- Exercise objective
Images should not appear in the copy, yet every line of the listing below must be printed exactly.

- Information
________

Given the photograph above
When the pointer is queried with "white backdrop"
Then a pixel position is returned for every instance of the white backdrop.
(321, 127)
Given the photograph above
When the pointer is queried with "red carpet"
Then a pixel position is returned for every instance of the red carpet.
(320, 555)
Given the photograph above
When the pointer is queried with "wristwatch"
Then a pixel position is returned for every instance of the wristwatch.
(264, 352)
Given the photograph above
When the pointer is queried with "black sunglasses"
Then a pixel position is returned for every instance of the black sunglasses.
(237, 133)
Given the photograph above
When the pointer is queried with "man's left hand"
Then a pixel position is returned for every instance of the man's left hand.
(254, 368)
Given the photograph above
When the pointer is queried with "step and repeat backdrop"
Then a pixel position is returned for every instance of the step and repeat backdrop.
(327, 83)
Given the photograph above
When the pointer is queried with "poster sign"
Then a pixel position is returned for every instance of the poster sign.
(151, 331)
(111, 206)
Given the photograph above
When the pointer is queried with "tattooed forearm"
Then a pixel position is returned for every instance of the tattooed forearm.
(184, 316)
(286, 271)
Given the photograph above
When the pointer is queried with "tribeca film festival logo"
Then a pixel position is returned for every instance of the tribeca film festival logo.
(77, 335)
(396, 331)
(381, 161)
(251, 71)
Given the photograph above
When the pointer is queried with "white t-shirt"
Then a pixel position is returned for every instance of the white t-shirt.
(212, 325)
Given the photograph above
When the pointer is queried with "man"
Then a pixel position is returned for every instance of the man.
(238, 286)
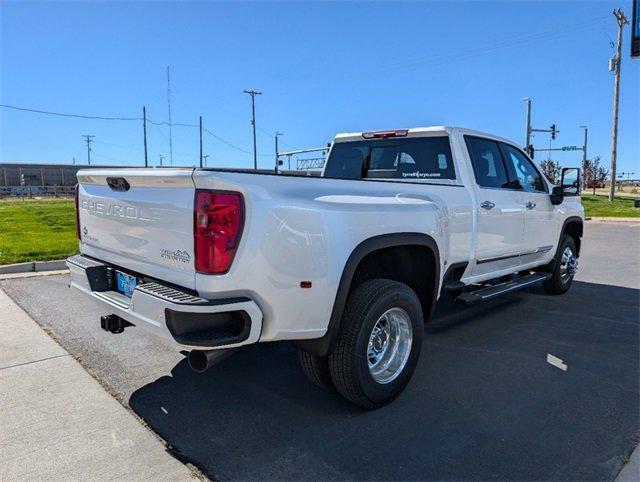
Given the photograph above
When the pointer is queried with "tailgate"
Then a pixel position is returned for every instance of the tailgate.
(141, 220)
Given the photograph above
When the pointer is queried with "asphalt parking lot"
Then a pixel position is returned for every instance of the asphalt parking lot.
(483, 403)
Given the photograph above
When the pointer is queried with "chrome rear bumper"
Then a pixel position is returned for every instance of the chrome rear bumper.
(190, 321)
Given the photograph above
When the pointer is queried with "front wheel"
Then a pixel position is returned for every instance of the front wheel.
(564, 269)
(378, 343)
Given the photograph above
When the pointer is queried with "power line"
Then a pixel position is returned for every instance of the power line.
(149, 120)
(61, 114)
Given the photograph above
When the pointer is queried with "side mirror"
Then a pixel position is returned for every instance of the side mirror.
(569, 185)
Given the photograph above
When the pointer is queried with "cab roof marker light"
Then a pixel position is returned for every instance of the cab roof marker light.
(385, 134)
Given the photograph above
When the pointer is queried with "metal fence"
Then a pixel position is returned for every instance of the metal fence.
(39, 180)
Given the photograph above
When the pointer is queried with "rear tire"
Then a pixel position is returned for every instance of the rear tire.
(316, 369)
(378, 343)
(564, 267)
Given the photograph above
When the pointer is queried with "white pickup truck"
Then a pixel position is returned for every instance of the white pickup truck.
(347, 265)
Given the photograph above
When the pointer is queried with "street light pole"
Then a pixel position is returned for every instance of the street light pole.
(278, 134)
(584, 154)
(253, 94)
(527, 138)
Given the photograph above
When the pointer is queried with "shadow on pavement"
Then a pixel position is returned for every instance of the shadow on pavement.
(483, 403)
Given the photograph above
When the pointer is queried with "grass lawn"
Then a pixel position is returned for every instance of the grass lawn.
(600, 206)
(37, 230)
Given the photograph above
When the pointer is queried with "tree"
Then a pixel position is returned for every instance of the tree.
(594, 173)
(551, 169)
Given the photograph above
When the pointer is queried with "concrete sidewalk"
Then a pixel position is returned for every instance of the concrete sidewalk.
(57, 422)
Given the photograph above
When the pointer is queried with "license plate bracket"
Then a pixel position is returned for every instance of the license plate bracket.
(125, 283)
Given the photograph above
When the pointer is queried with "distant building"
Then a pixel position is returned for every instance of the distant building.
(17, 179)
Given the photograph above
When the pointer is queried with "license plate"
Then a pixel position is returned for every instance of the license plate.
(125, 283)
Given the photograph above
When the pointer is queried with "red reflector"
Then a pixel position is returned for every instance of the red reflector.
(217, 226)
(76, 196)
(385, 134)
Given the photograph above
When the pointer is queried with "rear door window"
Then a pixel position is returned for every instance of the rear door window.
(487, 162)
(410, 159)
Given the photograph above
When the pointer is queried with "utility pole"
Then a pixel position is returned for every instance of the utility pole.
(278, 134)
(584, 154)
(169, 106)
(144, 128)
(88, 138)
(253, 94)
(622, 21)
(200, 141)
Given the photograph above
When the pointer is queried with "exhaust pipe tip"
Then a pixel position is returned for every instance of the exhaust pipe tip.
(201, 360)
(198, 361)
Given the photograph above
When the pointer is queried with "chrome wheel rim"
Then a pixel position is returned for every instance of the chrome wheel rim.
(568, 265)
(389, 345)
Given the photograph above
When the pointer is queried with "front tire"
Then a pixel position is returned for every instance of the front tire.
(378, 343)
(564, 267)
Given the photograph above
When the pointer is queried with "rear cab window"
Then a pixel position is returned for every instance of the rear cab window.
(407, 159)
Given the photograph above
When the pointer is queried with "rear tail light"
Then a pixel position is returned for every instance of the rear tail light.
(218, 223)
(76, 196)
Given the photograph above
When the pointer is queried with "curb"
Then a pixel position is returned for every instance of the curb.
(33, 266)
(613, 219)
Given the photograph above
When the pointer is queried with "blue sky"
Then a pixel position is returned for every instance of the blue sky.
(323, 68)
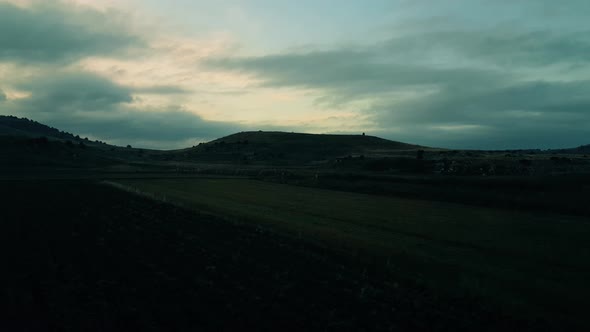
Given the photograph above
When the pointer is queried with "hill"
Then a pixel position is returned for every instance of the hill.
(288, 148)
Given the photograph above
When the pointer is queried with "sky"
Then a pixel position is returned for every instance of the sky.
(474, 74)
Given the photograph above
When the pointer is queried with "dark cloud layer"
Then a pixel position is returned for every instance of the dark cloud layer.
(74, 92)
(91, 105)
(54, 32)
(461, 88)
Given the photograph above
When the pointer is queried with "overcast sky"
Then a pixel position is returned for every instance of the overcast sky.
(484, 74)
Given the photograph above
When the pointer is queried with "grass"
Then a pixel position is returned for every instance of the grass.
(77, 256)
(533, 264)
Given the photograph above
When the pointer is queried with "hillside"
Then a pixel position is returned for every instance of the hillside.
(288, 148)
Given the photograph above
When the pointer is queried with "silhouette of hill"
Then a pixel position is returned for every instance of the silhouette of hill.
(283, 147)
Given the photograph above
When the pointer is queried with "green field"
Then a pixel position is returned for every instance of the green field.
(529, 263)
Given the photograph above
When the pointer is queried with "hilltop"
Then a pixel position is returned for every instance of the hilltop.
(287, 148)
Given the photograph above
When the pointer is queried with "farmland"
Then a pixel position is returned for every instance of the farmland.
(84, 256)
(518, 260)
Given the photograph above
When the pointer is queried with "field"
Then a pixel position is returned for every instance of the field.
(530, 263)
(80, 256)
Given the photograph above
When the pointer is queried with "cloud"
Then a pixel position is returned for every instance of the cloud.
(73, 92)
(94, 106)
(457, 86)
(51, 32)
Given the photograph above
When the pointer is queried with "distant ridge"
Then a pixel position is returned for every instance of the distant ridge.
(292, 148)
(333, 140)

________

- Solution to this task
Given the photograph above
When the pointer is queried with "white backdrop"
Then a pixel position is returned for every instance of the white backdrop.
(321, 127)
Given the photograph above
When the pointer is queried with "red carpet"
Then a pixel position is returned for every instance of the red carpet.
(320, 555)
Given the photograph above
When the pointer is queried with "wristwatch"
Then a pixel position is returned for every instance of the wristwatch.
(264, 352)
Given the photograph above
When the pointer is queried with "black sunglasses"
Then a pixel position is returned for every instance of the black sunglasses.
(237, 133)
Given the photograph above
When the pointer is queried with "man's left hand"
Then a pixel position is returned for every instance of the man's left hand.
(254, 368)
Given the photograph above
When the pointer is queried with "step and repeat backdrop"
Then a pixel position is returned for every instance of the step and repeat backdrop.
(327, 83)
Given the photograph above
When the pointer is queried with "poster sign"
Then a pixel position is returned for every instance of the poster sign.
(151, 331)
(111, 206)
Given the photograph above
When the pointer is queried with "tattooed forearm"
Then a pixel position is returned for every instance of the tattooed forearm.
(184, 316)
(286, 271)
Given the photograph above
When the pointer is queried with "tribeca film festival logo"
Then a pixel position is returned for every instance of the tribeca film festival logo.
(77, 335)
(396, 331)
(381, 161)
(251, 71)
Given the photograph above
When the pointer is queried with "white t-shirt"
Then a pixel position is returned for every instance of the white t-shirt.
(212, 325)
Given the photograph above
When the pointer is queried with "man"
Then a pixel position is returned for every instance of the man.
(238, 286)
Given the photograph above
When the pointer is queried with "tailgate"
Then a pixel position is returned for every instance of the tailgate.
(141, 220)
Given the photograph above
When the pointer is queried with "asphalt parking lot"
Then a pixel position is returned for every instance of the asphalt parking lot.
(483, 403)
Given the photograph above
When the pointer is queried with "chrome rear bumper"
Then a pixel position is returned for every instance of the chrome rear bumper.
(190, 321)
Given the photograph above
When the pointer is queried with "front wheel"
Then a pixel position is returned for every instance of the front wheel.
(564, 269)
(378, 343)
Given the photograph above
When the pointer is queried with "power line"
Then a pixel position is returned for every instance of the power line.
(149, 120)
(61, 114)
Given the photograph above
When the pointer is queried with "side mirror"
Then a pixel position is returned for every instance of the side mirror.
(569, 185)
Given the photograph above
When the pointer is queried with "cab roof marker light"
Then a pixel position is returned for every instance of the cab roof marker light.
(385, 134)
Given the photograph above
When the pointer is queried with "metal fence"
Then a pixel position is returned for every instance of the metal fence.
(39, 180)
Given the photograph above
When the pointer is queried with "rear tire"
Then a pixel position is returned for every instance of the rear tire.
(316, 369)
(378, 343)
(564, 267)
Given the photograph above
When the pointer is queried with "white pickup truck"
Then a pixel position is returned for every instance of the white pickup truck.
(347, 265)
Given the photograph above
When the pointer is queried with "street light pole"
Then a pixel position is returned for every instance of the street light pole.
(278, 134)
(584, 154)
(253, 94)
(527, 138)
Given the photograph above
When the pointer is queried with "shadow on pavement"
Then a pixel position is returned for every instance of the shadow on pavement.
(483, 403)
Given the photograph above
When the pointer is queried with "grass lawn"
Then a pixel position is returned for every instance of the grass lawn.
(600, 206)
(37, 230)
Given the photograph above
When the pointer is queried with "tree"
Then a pixel position is returned for every instance of the tree.
(594, 173)
(551, 169)
Given the photograph above
When the pointer is queried with "concrete sidewalk"
Then a pixel position is returned for every instance of the concrete sidewalk.
(57, 422)
Given the photograph above
When the pointer is queried with "license plate bracket"
Then a pixel position is returned for every instance of the license plate bracket.
(125, 283)
Given the photograph above
When the pointer is queried with "distant building"
Then a pixel position is returned for every instance of the distant building.
(17, 179)
Given the photograph above
When the pointer is queried with "license plate"
Then a pixel position is returned for every instance of the license plate.
(125, 283)
Given the photograph above
When the pointer is queried with "red reflector"
Then a pixel position is returned for every instance of the red reflector.
(217, 226)
(76, 196)
(385, 134)
Given the photograph above
When the pointer is queried with "rear door window"
Then a pixel position is returned for every instance of the rear door window.
(487, 162)
(410, 159)
Given the photograph above
When the pointer is queried with "utility pole"
Then a pixel position is returned for every instance of the utility pole.
(278, 134)
(584, 154)
(169, 106)
(144, 128)
(88, 138)
(253, 94)
(622, 21)
(200, 141)
Given the photograph above
When the pointer is queried with "exhaust pipe tip"
Then a pixel position is returned for every instance of the exhaust pipe tip.
(201, 360)
(198, 361)
Given the photograph above
When the pointer is queried with "chrome wheel rim"
Then a pixel position is returned for every instance of the chrome wheel rim.
(568, 265)
(389, 345)
Given the photograph above
When the pointer is queried with "front tire"
Then a pixel position is returned for every instance of the front tire.
(378, 343)
(564, 267)
Given the photograph above
When the pointer is queried with "rear cab window"
Then a pixel position is returned for every instance of the rear cab window.
(407, 159)
Given the photograph above
When the pointer is queried with "rear tail light"
Then a pixel position is returned for every instance of the rear tail light.
(218, 223)
(76, 196)
Given the photograph above
When the pointer is queried with "curb"
Then a pixel position is returned for every instance of the curb.
(33, 266)
(613, 219)
Given the photograph above
When the pointer is queried with "blue sky"
Then a pixel position is returned for every instance of the blue sky.
(323, 68)
Given the photograph above
When the pointer is queried with "hill"
Then a pixel position is returned for every instance of the hill.
(288, 148)
Given the photograph above
When the pointer is queried with "sky"
Then a pixel position is returned for every instance of the sky.
(474, 74)
Given the photograph above
When the pointer is queried with "dark cloud layer"
Then a pixel position is returned for every instance of the dark cloud layer.
(74, 92)
(91, 105)
(54, 32)
(461, 88)
Given the photograph above
When the pointer is queried with "overcast sky"
Then a pixel position is returned for every instance of the overcast sky.
(484, 74)
Given the photograph above
When the pointer is queried with "grass"
Then a pixel position is returned for every instance of the grass.
(77, 256)
(533, 264)
Given the photograph above
When the pointer is queried with "hillside"
Then a pixel position is returned for every instance of the hillside.
(288, 148)
Given the photograph above
When the pointer is queried with "silhouette of hill"
Then a pixel position is returned for every instance of the silhouette of hill.
(283, 147)
Given the photograph above
When the pointer is queried with "green field"
Then a pixel position is returned for every instance of the green field.
(529, 263)
Given the photograph above
When the pointer is queried with "hilltop"
Then a pixel position is returned for every instance of the hilltop.
(287, 148)
Given the photograph above
When the pointer is queried with "farmland"
Then a pixel position is returned for every instance of the farmland.
(84, 256)
(518, 260)
Given the photograph above
When the pointer is queried with "field"
Then a pixel position is returned for every instance of the field.
(530, 263)
(80, 256)
Given the photograph above
When the pointer is queried with "cloud"
Then a pixel position is returned for every instance of the cloud.
(73, 92)
(94, 106)
(457, 86)
(51, 32)
Given the photograph above
When the pointer is queried with "distant ridge"
Then a pixel position is returned for every instance of the distant ridge.
(292, 148)
(333, 140)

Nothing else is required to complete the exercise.